(GIVEN PROBLEM) Make an exact copy of all the data.
══ RECORDS
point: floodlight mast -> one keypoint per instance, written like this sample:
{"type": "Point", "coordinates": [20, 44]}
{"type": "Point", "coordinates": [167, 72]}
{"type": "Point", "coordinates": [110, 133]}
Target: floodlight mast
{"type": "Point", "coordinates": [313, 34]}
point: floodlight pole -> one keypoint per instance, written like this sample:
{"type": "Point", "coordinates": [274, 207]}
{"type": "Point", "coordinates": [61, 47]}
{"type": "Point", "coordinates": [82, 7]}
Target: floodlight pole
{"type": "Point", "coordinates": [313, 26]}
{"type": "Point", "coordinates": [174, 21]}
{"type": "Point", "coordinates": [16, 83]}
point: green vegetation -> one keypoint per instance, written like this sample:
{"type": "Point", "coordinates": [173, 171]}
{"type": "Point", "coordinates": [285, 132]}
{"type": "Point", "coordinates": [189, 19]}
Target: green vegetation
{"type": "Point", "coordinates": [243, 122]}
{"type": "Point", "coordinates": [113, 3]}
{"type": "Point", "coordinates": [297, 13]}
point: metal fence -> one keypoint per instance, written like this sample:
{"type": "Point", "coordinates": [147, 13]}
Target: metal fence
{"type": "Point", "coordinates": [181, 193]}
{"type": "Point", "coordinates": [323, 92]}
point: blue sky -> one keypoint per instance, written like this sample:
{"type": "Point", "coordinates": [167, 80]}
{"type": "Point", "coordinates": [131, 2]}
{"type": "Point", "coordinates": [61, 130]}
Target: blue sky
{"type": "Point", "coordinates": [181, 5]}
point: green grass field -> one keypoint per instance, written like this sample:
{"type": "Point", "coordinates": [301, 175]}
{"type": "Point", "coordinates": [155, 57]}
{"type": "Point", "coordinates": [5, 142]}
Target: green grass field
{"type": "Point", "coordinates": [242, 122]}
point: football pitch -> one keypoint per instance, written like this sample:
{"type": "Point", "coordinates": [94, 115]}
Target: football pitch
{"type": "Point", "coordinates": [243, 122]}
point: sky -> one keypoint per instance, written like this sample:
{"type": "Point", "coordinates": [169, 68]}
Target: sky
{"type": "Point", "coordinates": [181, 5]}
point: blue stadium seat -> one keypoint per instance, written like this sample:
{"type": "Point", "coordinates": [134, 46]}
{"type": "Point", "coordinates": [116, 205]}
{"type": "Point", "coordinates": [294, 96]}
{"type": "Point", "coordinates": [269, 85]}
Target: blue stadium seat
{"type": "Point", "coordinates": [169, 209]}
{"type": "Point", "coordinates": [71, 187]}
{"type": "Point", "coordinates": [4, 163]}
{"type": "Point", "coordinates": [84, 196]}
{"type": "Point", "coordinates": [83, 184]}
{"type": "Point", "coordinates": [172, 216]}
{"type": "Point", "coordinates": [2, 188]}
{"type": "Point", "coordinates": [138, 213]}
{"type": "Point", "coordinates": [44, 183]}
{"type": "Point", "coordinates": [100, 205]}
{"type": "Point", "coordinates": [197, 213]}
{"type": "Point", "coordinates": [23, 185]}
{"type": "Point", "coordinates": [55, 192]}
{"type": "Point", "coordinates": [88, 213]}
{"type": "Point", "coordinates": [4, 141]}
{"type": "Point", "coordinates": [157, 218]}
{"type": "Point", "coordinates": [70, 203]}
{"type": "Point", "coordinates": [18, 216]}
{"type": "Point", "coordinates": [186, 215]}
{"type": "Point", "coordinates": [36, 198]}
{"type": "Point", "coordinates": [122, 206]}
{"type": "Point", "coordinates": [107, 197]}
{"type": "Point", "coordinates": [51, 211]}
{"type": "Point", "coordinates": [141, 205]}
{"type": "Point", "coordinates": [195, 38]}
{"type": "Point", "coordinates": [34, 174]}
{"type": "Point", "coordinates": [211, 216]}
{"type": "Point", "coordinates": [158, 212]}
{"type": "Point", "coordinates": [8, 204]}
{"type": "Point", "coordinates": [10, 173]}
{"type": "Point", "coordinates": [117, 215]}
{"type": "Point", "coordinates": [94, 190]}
════
(EXPECTED ANSWER)
point: floodlight mast -> one keypoint per instance, written like this sample:
{"type": "Point", "coordinates": [20, 44]}
{"type": "Point", "coordinates": [167, 72]}
{"type": "Point", "coordinates": [110, 133]}
Target: floodlight mast
{"type": "Point", "coordinates": [313, 34]}
point: floodlight pole -> one keypoint per instance, written like this sample:
{"type": "Point", "coordinates": [274, 207]}
{"type": "Point", "coordinates": [61, 47]}
{"type": "Point", "coordinates": [82, 7]}
Target: floodlight pole
{"type": "Point", "coordinates": [313, 26]}
{"type": "Point", "coordinates": [174, 21]}
{"type": "Point", "coordinates": [16, 83]}
point: green vegetation -> one keypoint per instance, written like this sample:
{"type": "Point", "coordinates": [173, 171]}
{"type": "Point", "coordinates": [285, 132]}
{"type": "Point", "coordinates": [189, 19]}
Target: green vegetation
{"type": "Point", "coordinates": [243, 122]}
{"type": "Point", "coordinates": [113, 3]}
{"type": "Point", "coordinates": [297, 13]}
point: metal fence -> one keypoint per instance, written like this sample:
{"type": "Point", "coordinates": [147, 13]}
Target: metal fence
{"type": "Point", "coordinates": [181, 193]}
{"type": "Point", "coordinates": [323, 92]}
point: blue sky -> one keypoint per instance, written like this sample:
{"type": "Point", "coordinates": [167, 80]}
{"type": "Point", "coordinates": [131, 2]}
{"type": "Point", "coordinates": [61, 130]}
Target: blue sky
{"type": "Point", "coordinates": [181, 5]}
point: green grass field -> one keypoint per instance, written like this sample:
{"type": "Point", "coordinates": [301, 175]}
{"type": "Point", "coordinates": [155, 57]}
{"type": "Point", "coordinates": [5, 142]}
Target: green grass field
{"type": "Point", "coordinates": [242, 122]}
point: football pitch -> one keypoint per instance, written like this sample:
{"type": "Point", "coordinates": [94, 115]}
Target: football pitch
{"type": "Point", "coordinates": [243, 122]}
point: sky -> one keypoint per instance, written like this sample:
{"type": "Point", "coordinates": [169, 68]}
Target: sky
{"type": "Point", "coordinates": [181, 5]}
point: blue stadium seat -> one keypoint per instance, written like this sample:
{"type": "Point", "coordinates": [134, 46]}
{"type": "Point", "coordinates": [116, 205]}
{"type": "Point", "coordinates": [294, 96]}
{"type": "Point", "coordinates": [269, 85]}
Target: blue stadium seat
{"type": "Point", "coordinates": [169, 209]}
{"type": "Point", "coordinates": [71, 187]}
{"type": "Point", "coordinates": [4, 163]}
{"type": "Point", "coordinates": [84, 196]}
{"type": "Point", "coordinates": [83, 184]}
{"type": "Point", "coordinates": [172, 216]}
{"type": "Point", "coordinates": [2, 188]}
{"type": "Point", "coordinates": [138, 213]}
{"type": "Point", "coordinates": [44, 183]}
{"type": "Point", "coordinates": [100, 205]}
{"type": "Point", "coordinates": [197, 213]}
{"type": "Point", "coordinates": [23, 185]}
{"type": "Point", "coordinates": [55, 192]}
{"type": "Point", "coordinates": [88, 213]}
{"type": "Point", "coordinates": [4, 141]}
{"type": "Point", "coordinates": [157, 218]}
{"type": "Point", "coordinates": [70, 203]}
{"type": "Point", "coordinates": [18, 216]}
{"type": "Point", "coordinates": [186, 215]}
{"type": "Point", "coordinates": [36, 198]}
{"type": "Point", "coordinates": [122, 206]}
{"type": "Point", "coordinates": [107, 197]}
{"type": "Point", "coordinates": [51, 211]}
{"type": "Point", "coordinates": [141, 205]}
{"type": "Point", "coordinates": [195, 38]}
{"type": "Point", "coordinates": [34, 174]}
{"type": "Point", "coordinates": [211, 216]}
{"type": "Point", "coordinates": [158, 212]}
{"type": "Point", "coordinates": [8, 204]}
{"type": "Point", "coordinates": [10, 173]}
{"type": "Point", "coordinates": [117, 215]}
{"type": "Point", "coordinates": [94, 190]}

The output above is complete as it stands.